Continue the recap of Tampa Bay Lightning players at the Sochi Olympic hockey tournament, starting after its final sentence.

START DOCUMENT EXTRACT

Day 3 of the men's hockey tournament at the Sochi Olympics saw a few positive changes for the various Tampa Bay Lightning players in action, as Martin St. Louis was moved up to the top line for Canada alongside Pittsburgh Penguins forwards Chris Kunitz and Sidney Crosby; meanwhile, Sami Salo became the first Lightning player to hit the scoresheet at Sochi with an apple.
On the flip side, both Ondrej Palat (Czech Republic) and Kristers Gudlevskis (Latvia) languished on the bench, an especially surprising demotion for Palat after starting the tournament on left wing in the top-6 with David Krejci of the Boston Bruins.
Czech Republic (4) vs. Latvia (2)
The Czechs started their only NHL goaltender in this game, Ondrej Pavelec of the Winnipeg Jets, after healthy scratching him in their opening loss to Sweden. That wasn't the only change they made, however, as Ondrej Palat wasn't scratched but was listed as the 13th (extra) forward after skating 10+ minutes alongside David Krejci and Jakub Voracek versus Sweden.
Palat did not take a shift for the entire game.
Overall, the Czechs looked better than against Sweden, getting goals from Jaromir Jagr, Marek Zidlicky, Jakub Voracek, and Martin Erat. They generated good offense on the rush and on their power play and while Pavelec was shaky as usual he was better than either netminder that played versus Sweden.
Edgars Masalskis, the Latvian goaltender who started their opener versus Austria and stopped all but one shot in a 1-0 loss, got the nod again for Ted Nolan's squad. Masalskis was under siege all game long as the Czechs went to the net early and often to make his job difficult. The Latvian netminder became incensed at one point following what he felt was goaltender interference (it probably was) but the Tim Peel-led officiating crew let play carry on.
The Czech strategy appeared to work, as Masalskis looked noticeably less comfortable than against Switzerland and allowed 4 goals on 39 shots (.897 save percentage). That led to Nolan naming Lightning goaltending prospect Kristers Gudlevskis the starter for Latvia's next match versus Sweden.

END DOCUMENT EXTRACT
START INFORMATION PROVIDED

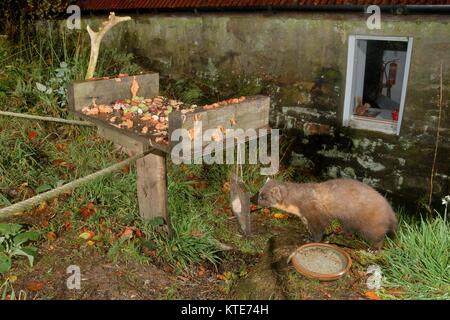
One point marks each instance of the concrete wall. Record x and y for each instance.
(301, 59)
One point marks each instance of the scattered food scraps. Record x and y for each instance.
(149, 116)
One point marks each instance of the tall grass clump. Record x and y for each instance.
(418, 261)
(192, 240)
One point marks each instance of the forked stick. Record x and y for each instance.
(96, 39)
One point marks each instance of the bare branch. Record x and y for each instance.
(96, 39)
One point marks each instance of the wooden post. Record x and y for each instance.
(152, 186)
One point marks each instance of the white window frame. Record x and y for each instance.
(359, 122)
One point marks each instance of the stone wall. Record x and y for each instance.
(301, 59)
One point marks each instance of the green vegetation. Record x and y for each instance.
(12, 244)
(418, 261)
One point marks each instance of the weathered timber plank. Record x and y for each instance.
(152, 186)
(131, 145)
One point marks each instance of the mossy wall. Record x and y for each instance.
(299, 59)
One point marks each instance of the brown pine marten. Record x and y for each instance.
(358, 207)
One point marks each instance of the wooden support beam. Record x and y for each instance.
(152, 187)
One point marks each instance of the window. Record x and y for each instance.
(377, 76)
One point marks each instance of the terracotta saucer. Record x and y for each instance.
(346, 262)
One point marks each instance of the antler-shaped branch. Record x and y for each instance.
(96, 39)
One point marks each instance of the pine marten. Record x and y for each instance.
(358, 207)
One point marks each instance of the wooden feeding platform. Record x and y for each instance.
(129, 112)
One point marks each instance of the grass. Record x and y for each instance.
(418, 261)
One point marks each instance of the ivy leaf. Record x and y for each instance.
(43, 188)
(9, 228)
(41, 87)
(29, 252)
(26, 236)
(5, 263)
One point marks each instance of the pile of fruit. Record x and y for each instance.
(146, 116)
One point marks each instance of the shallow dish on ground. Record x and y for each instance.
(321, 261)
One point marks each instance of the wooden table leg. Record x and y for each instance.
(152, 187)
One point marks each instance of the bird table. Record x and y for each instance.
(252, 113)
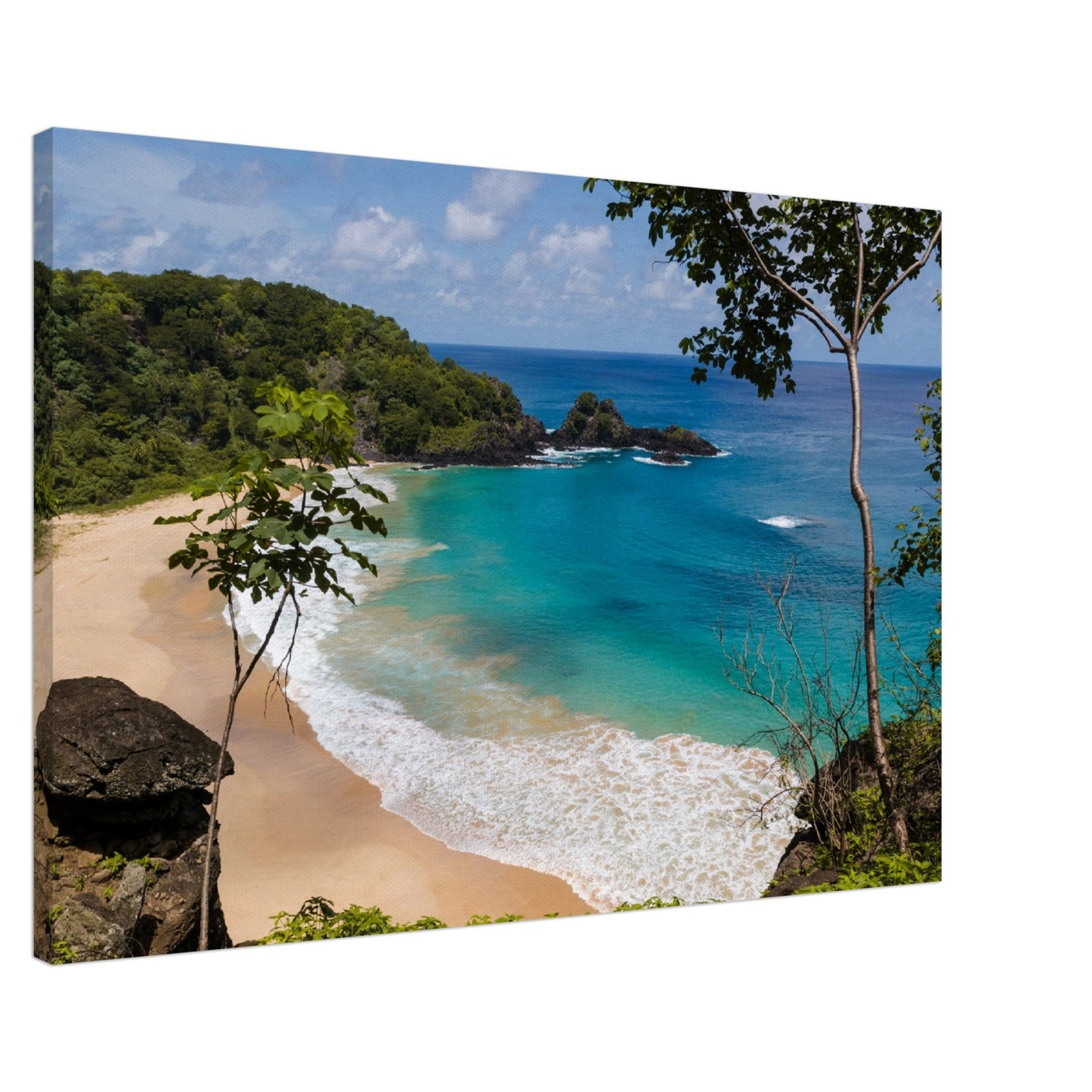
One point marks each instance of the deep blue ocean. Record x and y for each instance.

END INFORMATION PROVIDED
START INFORMATION PROVIDED

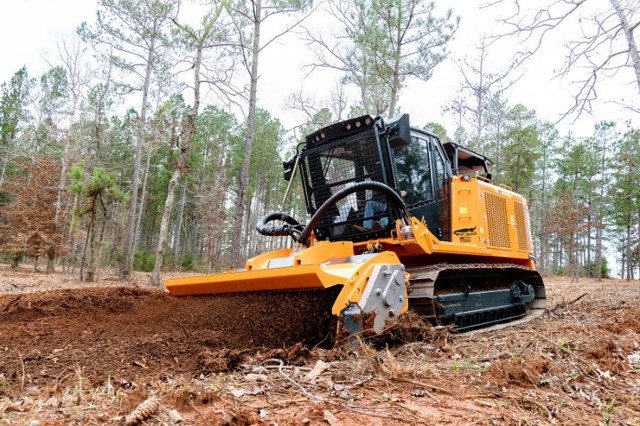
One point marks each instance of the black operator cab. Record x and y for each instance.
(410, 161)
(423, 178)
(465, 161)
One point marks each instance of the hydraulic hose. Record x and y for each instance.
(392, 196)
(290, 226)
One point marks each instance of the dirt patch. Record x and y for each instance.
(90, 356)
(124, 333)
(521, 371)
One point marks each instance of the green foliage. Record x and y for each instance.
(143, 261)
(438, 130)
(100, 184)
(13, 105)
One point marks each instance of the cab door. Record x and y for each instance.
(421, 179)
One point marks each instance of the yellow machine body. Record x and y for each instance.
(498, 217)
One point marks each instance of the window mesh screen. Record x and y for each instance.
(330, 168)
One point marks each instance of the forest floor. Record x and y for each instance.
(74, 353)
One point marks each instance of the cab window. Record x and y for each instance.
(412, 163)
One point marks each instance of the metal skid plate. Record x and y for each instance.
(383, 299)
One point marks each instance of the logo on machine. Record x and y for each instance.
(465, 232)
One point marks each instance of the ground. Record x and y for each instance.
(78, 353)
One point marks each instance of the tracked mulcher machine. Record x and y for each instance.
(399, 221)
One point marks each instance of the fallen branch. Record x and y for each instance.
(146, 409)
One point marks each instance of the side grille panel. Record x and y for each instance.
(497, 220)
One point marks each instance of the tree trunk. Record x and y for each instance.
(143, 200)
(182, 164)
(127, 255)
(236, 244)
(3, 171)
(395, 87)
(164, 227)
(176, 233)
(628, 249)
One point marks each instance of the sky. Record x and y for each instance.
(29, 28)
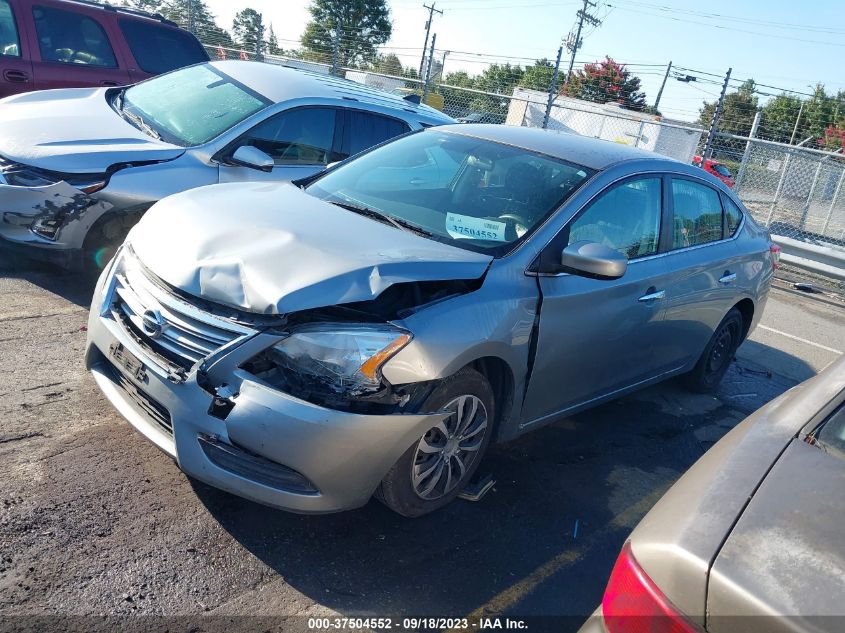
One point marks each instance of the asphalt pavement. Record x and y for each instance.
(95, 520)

END INFORMATION PROVIDED
START INFORMATION PROVIDED

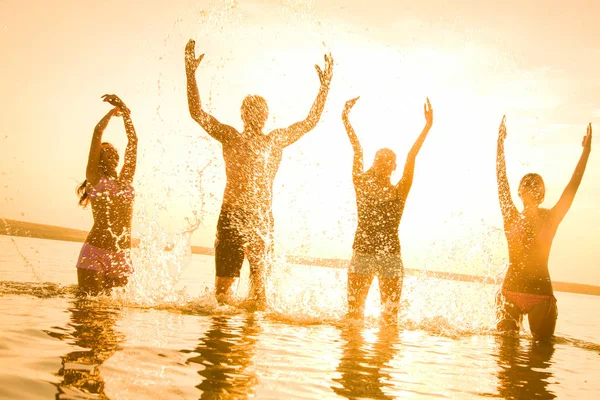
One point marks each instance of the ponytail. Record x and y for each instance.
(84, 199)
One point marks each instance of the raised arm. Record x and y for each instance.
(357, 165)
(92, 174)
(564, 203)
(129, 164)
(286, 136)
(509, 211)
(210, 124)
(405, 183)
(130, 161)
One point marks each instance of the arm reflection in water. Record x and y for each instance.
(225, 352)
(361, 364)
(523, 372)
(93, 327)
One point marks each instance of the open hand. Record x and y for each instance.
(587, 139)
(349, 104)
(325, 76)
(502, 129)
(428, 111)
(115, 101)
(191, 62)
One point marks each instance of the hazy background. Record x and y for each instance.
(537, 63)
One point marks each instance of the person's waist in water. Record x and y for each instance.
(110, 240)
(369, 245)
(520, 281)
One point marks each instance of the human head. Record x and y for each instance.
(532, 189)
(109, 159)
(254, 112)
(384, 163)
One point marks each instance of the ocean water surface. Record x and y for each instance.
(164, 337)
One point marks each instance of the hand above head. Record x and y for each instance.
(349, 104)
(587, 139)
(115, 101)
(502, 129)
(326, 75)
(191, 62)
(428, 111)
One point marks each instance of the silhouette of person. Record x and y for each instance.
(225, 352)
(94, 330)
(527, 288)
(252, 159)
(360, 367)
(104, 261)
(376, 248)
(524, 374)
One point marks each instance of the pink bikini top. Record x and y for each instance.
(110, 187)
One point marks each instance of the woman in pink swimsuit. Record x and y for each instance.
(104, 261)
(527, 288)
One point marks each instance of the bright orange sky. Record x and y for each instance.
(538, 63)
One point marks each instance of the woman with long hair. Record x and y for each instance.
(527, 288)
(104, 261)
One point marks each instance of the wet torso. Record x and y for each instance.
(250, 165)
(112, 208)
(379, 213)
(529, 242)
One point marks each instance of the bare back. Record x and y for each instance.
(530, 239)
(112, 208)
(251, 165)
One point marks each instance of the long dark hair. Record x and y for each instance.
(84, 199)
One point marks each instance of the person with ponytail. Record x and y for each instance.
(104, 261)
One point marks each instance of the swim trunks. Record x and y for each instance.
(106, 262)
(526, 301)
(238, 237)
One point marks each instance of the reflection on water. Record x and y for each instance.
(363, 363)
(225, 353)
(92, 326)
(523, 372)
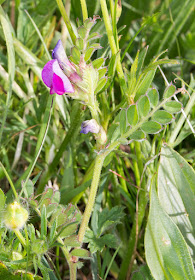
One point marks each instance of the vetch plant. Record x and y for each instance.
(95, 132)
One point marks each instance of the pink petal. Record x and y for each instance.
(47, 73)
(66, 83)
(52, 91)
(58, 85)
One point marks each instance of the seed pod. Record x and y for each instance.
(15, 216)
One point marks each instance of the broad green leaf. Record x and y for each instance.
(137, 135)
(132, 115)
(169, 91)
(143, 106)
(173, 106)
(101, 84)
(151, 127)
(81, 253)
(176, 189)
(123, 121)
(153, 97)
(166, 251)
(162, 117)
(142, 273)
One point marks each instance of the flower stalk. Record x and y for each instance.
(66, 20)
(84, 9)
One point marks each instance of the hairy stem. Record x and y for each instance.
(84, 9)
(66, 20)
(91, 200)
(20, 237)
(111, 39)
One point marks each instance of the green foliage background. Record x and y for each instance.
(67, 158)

END INFORMATION PROVIDED

• _FINAL RESULT_:
Käsittääkseni Kristan vs. Halak, Lundqvist vs. Gudlevskis, Quick vs. Varlamov, Hiller vs. Pavelec. @JuhoYrttiaho— Matias Strozyk (@MaStrozyk) February 15, 2014
While it will be exciting to see Gudlevskis get between the pipes, it's a less than ideal situation for the young goalie, who was forced to watch Masalskis have great success against lesser competition because he wasn't quite adjusted to the new time zone. Now, he'll get his opportunity -- against one of the more formidable opponents in the tournament, even without a pair of Henriks. Good luck kid.
Radko Gudas, who has been reportedly fighting a fever, sat out his second straight game. He practiced today, however, alongside Tomas Kaberle and is expected to make his debut in Czech Republic's next match in place of Michal Roszival.
Switzerland (0) vs. Sweden (1)
Speaking of the Henrik-less (well, they still have one left) Swedes, their path to a medal in Sochi is now going to be one that highlights their defensive acumen. They may even need some blue-liners capable of playing well in big minutes and multiple situations ... but I digress.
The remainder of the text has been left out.